## What you are asked to do:
Search the records for the word "Target" and copy each line in which it appears.

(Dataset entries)

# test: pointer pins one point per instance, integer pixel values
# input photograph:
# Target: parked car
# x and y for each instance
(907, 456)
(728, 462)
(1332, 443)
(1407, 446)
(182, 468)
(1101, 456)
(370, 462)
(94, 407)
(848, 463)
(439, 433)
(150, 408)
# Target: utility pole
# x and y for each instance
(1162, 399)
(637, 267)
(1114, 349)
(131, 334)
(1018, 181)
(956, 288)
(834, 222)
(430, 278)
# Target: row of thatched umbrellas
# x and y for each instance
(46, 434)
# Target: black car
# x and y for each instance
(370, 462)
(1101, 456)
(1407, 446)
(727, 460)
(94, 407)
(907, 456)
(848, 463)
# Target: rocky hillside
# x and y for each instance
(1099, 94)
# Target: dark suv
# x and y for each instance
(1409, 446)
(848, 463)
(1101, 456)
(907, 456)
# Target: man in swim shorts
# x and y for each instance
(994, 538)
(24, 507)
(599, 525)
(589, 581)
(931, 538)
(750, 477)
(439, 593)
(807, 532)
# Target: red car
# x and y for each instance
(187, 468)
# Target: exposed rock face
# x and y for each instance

## Response box:
# Target: parked car
# Target: utility pole
# Target: row of thatched umbrellas
# Target: black car
# Target: rocky hillside
# Target: dark suv
# Target: man in swim shorts
# Target: red car
# Target: exposed rock face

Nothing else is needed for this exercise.